Task details:
Count the lines in the data below that contain the string "instance", and reply with that number alone.

Supplied material:
^^^^^^^^^^^^^^^^

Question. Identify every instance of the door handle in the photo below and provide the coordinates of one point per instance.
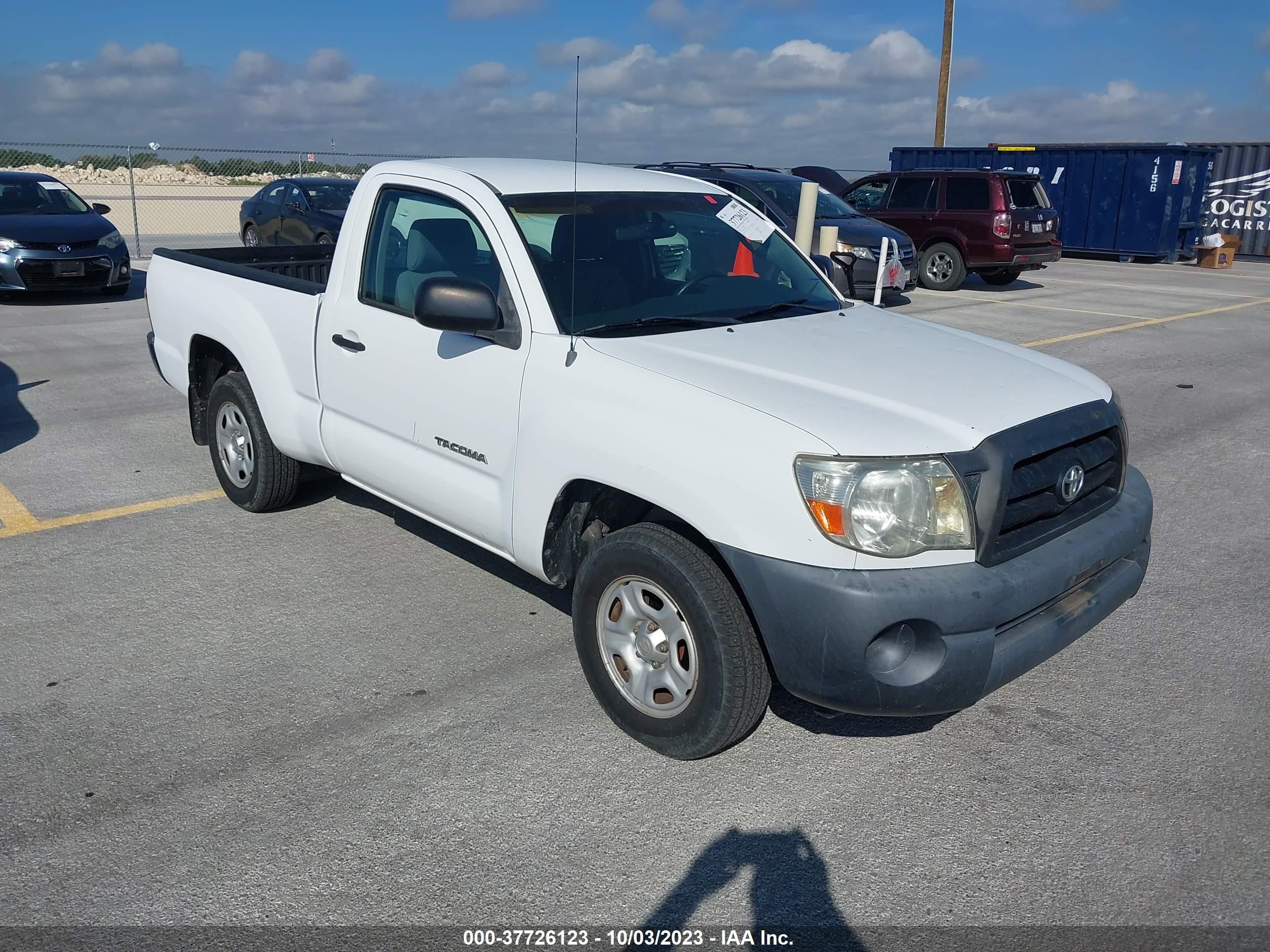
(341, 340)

^^^^^^^^^^^^^^^^

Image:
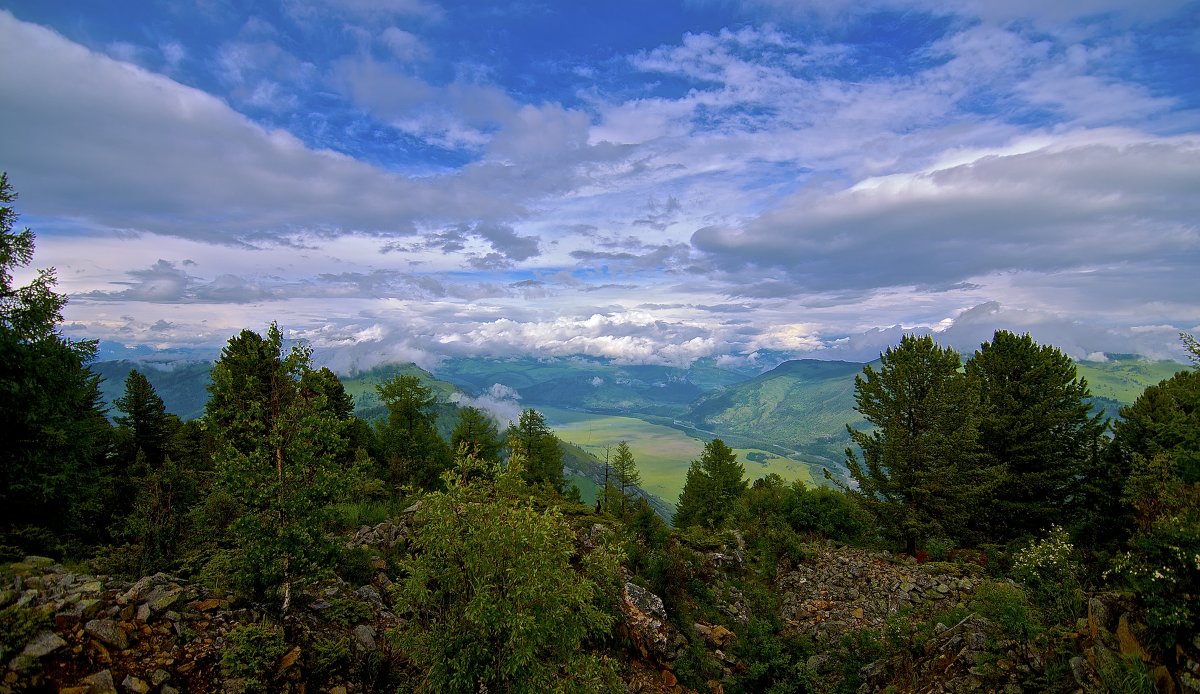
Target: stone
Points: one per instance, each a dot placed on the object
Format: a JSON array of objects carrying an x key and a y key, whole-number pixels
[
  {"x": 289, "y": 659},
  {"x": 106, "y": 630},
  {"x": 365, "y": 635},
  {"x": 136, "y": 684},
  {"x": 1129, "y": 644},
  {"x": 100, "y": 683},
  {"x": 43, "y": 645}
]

^^^^^^^^^^^^^^^^

Result:
2